Exercise brief:
Tally the lines in the items below that contain the string "channel", counting only matches with the same case. Reply with the number alone.

•••••

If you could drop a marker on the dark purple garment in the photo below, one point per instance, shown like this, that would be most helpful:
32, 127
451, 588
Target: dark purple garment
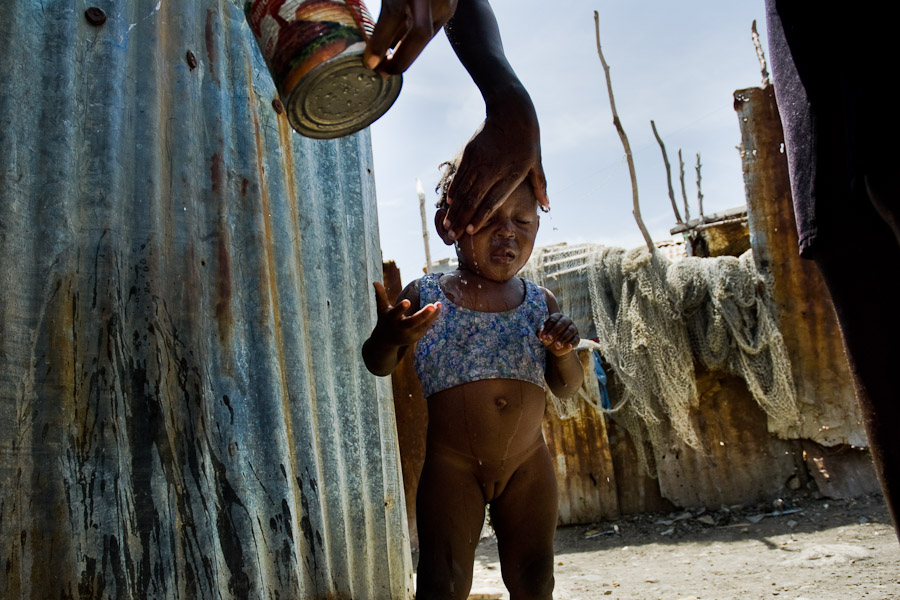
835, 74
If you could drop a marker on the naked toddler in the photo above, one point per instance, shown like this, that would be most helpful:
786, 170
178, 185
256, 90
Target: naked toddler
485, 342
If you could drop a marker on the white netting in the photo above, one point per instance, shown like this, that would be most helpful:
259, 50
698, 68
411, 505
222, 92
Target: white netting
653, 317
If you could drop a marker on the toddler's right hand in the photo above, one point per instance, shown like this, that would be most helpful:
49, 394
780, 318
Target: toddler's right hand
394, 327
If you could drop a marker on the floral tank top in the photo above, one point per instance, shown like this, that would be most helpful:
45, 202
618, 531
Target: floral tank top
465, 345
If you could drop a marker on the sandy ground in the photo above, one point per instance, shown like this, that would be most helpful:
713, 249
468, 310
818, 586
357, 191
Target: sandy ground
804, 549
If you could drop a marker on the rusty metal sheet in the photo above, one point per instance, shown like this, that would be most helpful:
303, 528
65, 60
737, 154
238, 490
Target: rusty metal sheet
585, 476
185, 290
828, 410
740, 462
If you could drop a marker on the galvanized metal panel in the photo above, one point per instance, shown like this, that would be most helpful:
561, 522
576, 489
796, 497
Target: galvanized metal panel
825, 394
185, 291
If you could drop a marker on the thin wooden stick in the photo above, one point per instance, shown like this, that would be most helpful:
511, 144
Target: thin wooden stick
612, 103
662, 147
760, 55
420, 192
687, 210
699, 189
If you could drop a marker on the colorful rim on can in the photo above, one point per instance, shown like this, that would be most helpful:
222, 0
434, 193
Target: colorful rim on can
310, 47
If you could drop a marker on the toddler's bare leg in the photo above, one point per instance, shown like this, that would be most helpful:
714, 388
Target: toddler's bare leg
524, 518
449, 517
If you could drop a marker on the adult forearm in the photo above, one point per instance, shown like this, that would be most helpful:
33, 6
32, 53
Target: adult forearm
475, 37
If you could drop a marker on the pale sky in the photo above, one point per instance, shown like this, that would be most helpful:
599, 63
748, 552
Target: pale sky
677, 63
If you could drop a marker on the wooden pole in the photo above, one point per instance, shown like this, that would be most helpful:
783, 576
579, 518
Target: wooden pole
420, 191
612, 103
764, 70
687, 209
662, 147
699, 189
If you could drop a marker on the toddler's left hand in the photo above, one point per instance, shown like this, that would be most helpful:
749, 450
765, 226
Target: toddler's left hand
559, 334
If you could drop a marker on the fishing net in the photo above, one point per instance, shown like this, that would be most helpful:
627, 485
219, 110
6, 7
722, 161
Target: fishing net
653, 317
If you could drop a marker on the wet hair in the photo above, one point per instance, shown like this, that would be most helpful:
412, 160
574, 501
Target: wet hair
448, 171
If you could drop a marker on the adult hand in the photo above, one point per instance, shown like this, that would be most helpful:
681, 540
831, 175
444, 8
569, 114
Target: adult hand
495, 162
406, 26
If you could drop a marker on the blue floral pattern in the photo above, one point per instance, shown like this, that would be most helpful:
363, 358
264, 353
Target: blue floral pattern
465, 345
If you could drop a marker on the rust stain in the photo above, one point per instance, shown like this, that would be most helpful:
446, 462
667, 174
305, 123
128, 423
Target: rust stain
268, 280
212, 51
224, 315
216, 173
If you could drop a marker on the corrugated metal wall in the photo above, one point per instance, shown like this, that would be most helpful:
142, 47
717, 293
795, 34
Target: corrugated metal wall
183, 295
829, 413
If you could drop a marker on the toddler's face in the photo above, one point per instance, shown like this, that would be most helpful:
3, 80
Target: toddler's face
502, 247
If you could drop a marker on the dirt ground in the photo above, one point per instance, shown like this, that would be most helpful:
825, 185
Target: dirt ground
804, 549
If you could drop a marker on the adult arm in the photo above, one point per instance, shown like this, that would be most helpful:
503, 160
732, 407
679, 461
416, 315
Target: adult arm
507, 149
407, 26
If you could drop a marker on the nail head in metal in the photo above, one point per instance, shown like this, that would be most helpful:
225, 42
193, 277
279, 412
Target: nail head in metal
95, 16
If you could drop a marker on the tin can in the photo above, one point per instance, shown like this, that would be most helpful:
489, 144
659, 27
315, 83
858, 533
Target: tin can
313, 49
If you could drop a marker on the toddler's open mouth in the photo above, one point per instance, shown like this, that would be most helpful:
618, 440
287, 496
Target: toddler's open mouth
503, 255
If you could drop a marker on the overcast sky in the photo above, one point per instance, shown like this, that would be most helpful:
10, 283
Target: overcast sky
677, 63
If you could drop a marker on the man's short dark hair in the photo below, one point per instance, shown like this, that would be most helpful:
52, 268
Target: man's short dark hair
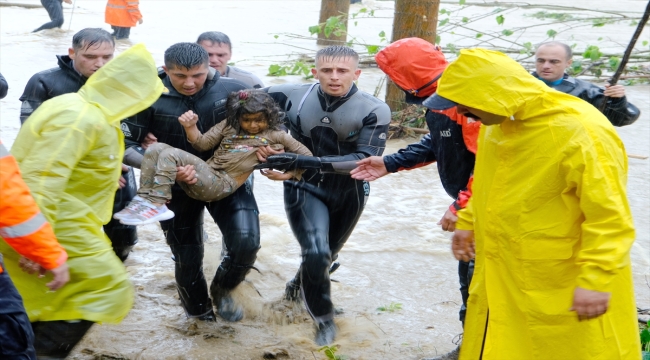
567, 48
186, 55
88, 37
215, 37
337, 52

•••••

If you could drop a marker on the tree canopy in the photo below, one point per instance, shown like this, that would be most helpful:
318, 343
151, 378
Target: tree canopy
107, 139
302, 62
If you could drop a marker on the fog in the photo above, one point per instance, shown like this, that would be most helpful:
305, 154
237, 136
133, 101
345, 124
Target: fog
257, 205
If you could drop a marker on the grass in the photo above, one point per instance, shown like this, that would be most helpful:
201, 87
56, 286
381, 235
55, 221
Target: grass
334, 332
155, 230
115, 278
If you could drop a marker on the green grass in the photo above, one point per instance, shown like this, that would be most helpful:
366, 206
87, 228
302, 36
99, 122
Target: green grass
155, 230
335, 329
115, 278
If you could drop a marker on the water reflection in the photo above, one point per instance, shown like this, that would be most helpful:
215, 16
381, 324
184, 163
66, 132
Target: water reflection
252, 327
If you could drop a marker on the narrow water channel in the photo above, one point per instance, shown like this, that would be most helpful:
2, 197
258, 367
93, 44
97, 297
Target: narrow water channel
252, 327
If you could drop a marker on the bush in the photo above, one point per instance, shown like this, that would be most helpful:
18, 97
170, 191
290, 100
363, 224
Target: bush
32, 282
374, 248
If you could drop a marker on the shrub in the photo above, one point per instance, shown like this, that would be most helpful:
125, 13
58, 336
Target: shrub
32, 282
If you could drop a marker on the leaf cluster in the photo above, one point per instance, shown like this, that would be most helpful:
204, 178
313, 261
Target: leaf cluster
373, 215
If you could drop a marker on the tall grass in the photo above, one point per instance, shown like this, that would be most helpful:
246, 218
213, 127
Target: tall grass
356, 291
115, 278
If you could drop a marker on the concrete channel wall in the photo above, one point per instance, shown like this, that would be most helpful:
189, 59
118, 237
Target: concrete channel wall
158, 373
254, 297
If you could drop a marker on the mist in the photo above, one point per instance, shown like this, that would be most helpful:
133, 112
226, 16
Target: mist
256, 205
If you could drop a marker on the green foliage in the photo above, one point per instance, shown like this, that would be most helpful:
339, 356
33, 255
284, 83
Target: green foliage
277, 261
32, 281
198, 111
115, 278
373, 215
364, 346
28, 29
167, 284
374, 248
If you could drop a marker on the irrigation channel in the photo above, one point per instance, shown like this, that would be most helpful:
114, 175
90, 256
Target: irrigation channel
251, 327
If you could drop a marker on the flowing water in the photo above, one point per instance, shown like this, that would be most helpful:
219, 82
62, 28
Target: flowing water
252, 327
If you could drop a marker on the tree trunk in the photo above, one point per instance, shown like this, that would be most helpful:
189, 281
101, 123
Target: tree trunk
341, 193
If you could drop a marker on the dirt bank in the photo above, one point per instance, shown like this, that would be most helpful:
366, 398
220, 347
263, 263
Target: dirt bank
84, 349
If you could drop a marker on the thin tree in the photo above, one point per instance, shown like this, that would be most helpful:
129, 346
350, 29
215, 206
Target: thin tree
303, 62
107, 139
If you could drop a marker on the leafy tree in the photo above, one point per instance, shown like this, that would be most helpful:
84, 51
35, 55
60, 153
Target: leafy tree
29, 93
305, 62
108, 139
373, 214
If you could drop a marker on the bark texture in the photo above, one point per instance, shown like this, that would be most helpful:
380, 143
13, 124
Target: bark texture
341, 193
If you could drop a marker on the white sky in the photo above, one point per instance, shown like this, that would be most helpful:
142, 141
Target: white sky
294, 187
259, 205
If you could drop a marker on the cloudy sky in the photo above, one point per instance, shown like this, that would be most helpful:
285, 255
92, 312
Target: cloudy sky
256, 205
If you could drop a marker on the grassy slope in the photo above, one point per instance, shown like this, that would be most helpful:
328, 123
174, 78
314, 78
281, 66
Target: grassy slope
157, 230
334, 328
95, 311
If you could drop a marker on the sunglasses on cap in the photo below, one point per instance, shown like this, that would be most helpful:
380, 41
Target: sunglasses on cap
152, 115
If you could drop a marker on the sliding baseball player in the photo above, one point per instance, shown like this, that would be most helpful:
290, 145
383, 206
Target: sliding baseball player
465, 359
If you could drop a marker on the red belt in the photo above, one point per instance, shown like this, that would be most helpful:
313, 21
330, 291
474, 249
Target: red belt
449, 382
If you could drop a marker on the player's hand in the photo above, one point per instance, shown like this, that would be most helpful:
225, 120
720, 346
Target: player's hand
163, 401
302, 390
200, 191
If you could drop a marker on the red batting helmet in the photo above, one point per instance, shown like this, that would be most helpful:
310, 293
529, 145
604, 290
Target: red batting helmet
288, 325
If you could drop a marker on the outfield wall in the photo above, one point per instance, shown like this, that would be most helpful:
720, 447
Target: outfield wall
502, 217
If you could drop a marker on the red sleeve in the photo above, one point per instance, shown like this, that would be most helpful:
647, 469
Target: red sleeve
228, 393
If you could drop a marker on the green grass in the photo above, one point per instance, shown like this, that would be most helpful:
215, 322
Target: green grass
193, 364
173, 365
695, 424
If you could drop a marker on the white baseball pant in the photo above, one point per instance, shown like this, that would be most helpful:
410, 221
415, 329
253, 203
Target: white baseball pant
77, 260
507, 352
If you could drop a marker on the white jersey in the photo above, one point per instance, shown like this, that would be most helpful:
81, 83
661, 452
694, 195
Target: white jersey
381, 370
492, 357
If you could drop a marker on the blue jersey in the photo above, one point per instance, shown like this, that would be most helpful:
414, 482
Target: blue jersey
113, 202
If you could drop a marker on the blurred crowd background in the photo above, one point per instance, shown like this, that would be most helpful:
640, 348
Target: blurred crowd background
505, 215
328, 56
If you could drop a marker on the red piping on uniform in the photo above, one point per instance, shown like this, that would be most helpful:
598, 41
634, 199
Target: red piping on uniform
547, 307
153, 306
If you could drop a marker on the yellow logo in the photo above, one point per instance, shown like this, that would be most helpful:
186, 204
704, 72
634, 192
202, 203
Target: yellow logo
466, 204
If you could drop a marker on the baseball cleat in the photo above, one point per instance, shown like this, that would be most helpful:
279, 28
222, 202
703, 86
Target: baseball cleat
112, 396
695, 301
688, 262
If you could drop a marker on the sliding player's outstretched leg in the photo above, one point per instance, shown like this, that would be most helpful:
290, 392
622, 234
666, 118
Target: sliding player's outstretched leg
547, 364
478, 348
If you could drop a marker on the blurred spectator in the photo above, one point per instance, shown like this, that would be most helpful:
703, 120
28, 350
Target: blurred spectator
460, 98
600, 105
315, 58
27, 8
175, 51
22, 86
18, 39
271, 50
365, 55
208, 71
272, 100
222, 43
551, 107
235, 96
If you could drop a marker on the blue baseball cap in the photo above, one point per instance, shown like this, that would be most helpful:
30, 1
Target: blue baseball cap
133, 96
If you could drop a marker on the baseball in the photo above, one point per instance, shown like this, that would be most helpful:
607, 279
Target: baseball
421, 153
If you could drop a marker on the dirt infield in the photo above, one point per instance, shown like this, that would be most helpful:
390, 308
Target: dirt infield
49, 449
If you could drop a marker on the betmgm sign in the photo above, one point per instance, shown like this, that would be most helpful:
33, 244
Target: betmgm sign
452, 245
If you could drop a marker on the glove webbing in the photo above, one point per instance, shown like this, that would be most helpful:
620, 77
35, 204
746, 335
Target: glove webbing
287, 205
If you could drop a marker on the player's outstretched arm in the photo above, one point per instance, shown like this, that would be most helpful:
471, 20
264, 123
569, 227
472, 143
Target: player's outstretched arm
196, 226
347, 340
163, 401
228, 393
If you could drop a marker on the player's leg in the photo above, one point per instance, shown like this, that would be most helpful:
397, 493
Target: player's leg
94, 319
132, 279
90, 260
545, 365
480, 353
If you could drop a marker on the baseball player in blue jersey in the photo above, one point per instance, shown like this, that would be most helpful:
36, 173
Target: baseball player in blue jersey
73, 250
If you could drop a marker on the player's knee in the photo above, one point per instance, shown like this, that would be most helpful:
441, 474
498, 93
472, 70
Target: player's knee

•••••

Solution for this task:
6